Location identification entries:

## Begin

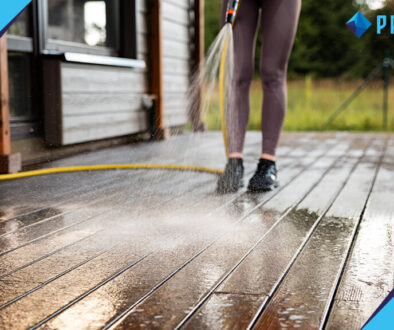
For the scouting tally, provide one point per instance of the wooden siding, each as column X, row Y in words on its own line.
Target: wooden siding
column 177, row 59
column 101, row 102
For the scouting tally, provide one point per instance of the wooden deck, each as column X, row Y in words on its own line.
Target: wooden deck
column 159, row 249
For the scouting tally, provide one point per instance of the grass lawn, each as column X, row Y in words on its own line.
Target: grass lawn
column 310, row 103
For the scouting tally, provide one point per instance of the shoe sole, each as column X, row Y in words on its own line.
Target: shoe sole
column 230, row 190
column 264, row 189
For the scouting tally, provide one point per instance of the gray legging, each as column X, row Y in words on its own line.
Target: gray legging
column 279, row 20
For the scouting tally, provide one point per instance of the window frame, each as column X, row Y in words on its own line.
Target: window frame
column 29, row 125
column 127, row 35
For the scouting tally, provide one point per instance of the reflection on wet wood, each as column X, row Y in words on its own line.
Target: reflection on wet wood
column 161, row 249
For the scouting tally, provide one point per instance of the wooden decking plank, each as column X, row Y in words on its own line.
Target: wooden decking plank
column 41, row 189
column 160, row 258
column 239, row 297
column 128, row 204
column 202, row 183
column 19, row 232
column 186, row 281
column 41, row 257
column 143, row 181
column 90, row 275
column 315, row 272
column 369, row 273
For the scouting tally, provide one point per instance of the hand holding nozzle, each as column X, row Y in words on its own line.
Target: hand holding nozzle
column 231, row 11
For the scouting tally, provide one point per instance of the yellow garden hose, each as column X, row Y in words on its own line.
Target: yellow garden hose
column 108, row 167
column 233, row 11
column 231, row 15
column 222, row 95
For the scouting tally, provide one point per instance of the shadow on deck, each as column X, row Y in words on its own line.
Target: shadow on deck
column 161, row 249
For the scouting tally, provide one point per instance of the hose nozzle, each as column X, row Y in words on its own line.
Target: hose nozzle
column 231, row 11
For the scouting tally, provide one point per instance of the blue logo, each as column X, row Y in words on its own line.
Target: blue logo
column 358, row 24
column 9, row 11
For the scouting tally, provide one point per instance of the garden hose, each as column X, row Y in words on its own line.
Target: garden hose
column 108, row 167
column 230, row 19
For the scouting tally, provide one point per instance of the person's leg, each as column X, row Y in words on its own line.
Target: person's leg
column 244, row 31
column 237, row 116
column 279, row 20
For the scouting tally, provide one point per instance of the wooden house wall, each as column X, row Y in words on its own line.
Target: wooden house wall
column 176, row 60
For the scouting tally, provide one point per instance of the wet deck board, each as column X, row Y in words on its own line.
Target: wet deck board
column 159, row 249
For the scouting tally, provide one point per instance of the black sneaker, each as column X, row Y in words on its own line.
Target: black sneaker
column 231, row 180
column 265, row 178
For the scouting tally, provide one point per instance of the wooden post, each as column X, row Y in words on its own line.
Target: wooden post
column 196, row 117
column 9, row 163
column 156, row 68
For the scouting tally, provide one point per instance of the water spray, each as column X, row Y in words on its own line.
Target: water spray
column 229, row 22
column 231, row 13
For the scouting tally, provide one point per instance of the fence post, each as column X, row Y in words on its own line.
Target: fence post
column 386, row 79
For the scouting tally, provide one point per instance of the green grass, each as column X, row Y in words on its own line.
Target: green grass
column 310, row 103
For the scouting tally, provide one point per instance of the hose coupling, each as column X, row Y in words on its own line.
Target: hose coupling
column 231, row 11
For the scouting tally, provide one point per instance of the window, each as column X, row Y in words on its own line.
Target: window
column 21, row 27
column 19, row 71
column 23, row 109
column 86, row 26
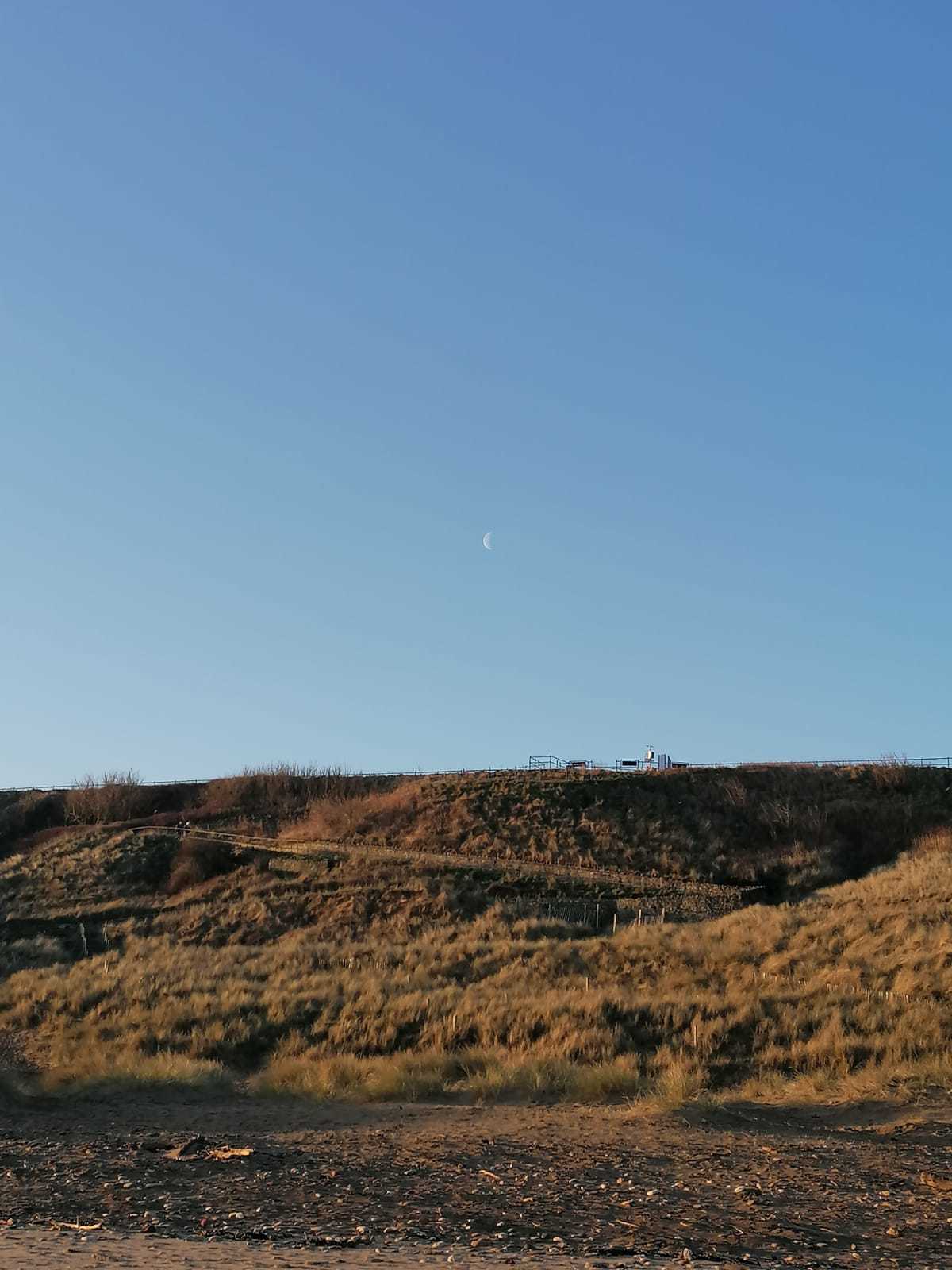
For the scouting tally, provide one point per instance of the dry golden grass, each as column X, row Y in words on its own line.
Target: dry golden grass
column 804, row 1001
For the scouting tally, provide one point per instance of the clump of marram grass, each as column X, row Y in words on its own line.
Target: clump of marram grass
column 844, row 992
column 473, row 1075
column 99, row 1073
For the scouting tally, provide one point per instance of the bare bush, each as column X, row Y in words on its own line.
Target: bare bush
column 102, row 800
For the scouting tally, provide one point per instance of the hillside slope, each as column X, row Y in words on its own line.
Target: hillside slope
column 790, row 829
column 848, row 990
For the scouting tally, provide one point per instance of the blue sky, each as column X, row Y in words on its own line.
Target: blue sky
column 300, row 300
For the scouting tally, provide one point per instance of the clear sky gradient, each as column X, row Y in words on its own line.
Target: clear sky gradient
column 298, row 300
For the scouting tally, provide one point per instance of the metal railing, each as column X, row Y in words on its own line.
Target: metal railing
column 550, row 762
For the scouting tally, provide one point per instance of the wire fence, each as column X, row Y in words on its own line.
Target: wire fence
column 717, row 897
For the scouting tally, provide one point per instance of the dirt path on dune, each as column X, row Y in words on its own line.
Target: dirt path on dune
column 404, row 1184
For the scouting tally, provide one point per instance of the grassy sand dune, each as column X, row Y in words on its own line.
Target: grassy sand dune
column 770, row 1001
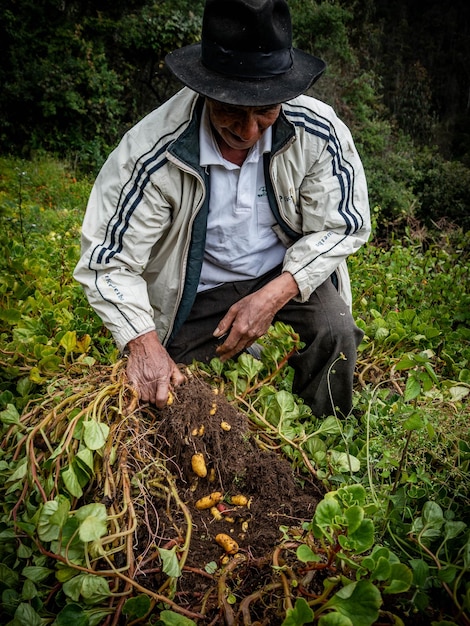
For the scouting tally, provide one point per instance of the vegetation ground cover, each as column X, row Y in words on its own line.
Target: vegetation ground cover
column 98, row 522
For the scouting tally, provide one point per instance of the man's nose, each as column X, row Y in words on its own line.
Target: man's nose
column 248, row 128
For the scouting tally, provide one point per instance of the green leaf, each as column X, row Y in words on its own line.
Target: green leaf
column 299, row 615
column 358, row 601
column 344, row 462
column 329, row 426
column 136, row 608
column 412, row 388
column 354, row 516
column 92, row 589
column 95, row 434
column 10, row 415
column 69, row 341
column 170, row 564
column 414, row 422
column 72, row 615
column 360, row 540
column 420, row 571
column 401, row 578
column 93, row 521
column 306, row 555
column 453, row 529
column 36, row 573
column 334, row 619
column 326, row 512
column 25, row 615
column 71, row 482
column 8, row 576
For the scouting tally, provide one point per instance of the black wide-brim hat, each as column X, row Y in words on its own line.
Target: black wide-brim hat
column 245, row 56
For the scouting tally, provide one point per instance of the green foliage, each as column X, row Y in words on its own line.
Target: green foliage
column 394, row 521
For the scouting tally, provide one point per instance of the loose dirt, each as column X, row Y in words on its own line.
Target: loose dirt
column 220, row 589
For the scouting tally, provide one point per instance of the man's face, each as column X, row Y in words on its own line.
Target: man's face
column 240, row 127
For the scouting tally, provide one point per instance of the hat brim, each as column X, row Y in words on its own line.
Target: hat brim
column 185, row 63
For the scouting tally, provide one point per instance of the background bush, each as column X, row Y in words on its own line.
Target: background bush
column 76, row 75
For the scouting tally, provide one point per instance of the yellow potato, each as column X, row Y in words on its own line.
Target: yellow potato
column 198, row 464
column 209, row 501
column 227, row 543
column 239, row 500
column 216, row 514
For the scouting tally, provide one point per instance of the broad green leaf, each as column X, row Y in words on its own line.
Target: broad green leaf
column 412, row 388
column 420, row 571
column 352, row 495
column 453, row 529
column 69, row 341
column 334, row 619
column 359, row 601
column 10, row 415
column 29, row 590
column 136, row 608
column 72, row 615
column 354, row 516
column 8, row 576
column 299, row 615
column 344, row 462
column 61, row 515
column 381, row 570
column 458, row 392
column 95, row 434
column 326, row 512
column 170, row 564
column 93, row 521
column 360, row 540
column 432, row 514
column 306, row 555
column 170, row 618
column 25, row 615
column 329, row 426
column 401, row 578
column 35, row 573
column 48, row 530
column 92, row 589
column 85, row 459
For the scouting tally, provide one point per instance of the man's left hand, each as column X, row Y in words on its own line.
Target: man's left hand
column 250, row 318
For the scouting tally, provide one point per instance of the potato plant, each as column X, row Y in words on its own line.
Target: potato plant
column 390, row 538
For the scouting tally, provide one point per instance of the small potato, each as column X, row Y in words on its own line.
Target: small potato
column 198, row 464
column 239, row 500
column 216, row 514
column 209, row 501
column 227, row 543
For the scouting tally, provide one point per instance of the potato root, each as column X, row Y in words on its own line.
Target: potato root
column 198, row 464
column 209, row 501
column 239, row 500
column 227, row 543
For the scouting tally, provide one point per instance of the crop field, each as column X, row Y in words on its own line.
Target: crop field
column 234, row 504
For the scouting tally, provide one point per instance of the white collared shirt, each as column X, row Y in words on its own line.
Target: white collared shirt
column 240, row 242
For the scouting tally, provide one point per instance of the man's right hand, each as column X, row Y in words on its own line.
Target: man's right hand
column 151, row 369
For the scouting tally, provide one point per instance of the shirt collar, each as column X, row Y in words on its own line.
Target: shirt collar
column 209, row 150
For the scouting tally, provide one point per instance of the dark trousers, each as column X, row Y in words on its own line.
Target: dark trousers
column 324, row 324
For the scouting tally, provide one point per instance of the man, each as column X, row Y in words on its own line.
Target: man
column 232, row 205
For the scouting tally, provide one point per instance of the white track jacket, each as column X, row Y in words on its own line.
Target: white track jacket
column 143, row 234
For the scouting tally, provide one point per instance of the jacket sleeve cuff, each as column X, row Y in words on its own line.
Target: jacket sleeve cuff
column 137, row 327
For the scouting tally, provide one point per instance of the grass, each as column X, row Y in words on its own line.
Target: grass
column 409, row 427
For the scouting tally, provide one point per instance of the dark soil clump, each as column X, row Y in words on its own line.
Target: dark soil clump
column 201, row 421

## End

Objective:
Begin at the line that has "of the dirt" and stop after the line that has "column 394, row 521", then write that stretch of the material again with every "green leaf" switched to "broad leaf" and nothing else changed. Leave the pictures out.

Answer to the problem:
For the scouting tally, provide one point per instance of the dirt path on dune, each as column X, row Y in words on its own line.
Target: dirt path on dune
column 404, row 1184
For the scouting tally, provide one point per instance of the grassy sand dune, each as column X, row Y in words on its own line.
Target: grassy sand dune
column 770, row 1001
For the scouting tally, provide one point per instance of the vegetation ground cover, each as column X, row Y in words on its own line.
Target: vegetation ground cover
column 98, row 522
For the scouting tally, provide one point per instance of the man's nose, each as column X, row Y in words on its own line.
Target: man's nose
column 248, row 128
For the scouting tally, provide one point per instance of the broad leaf, each as column X, row Y in words on its own line.
Target: broad leaf
column 299, row 615
column 358, row 601
column 344, row 462
column 329, row 426
column 136, row 608
column 412, row 388
column 354, row 516
column 92, row 589
column 95, row 434
column 10, row 415
column 69, row 341
column 170, row 564
column 414, row 422
column 72, row 615
column 360, row 540
column 420, row 571
column 401, row 578
column 93, row 521
column 306, row 555
column 453, row 529
column 36, row 573
column 334, row 619
column 326, row 512
column 25, row 615
column 71, row 482
column 8, row 576
For the scouting tally, provide one point per instance of the black wide-brim hat, each as column X, row Y in words on its own line.
Target: black wide-brim hat
column 245, row 56
For the scouting tally, provide one point per instance of the green foliage, each as column X, row Y in words on its own line.
Target: green foliage
column 394, row 521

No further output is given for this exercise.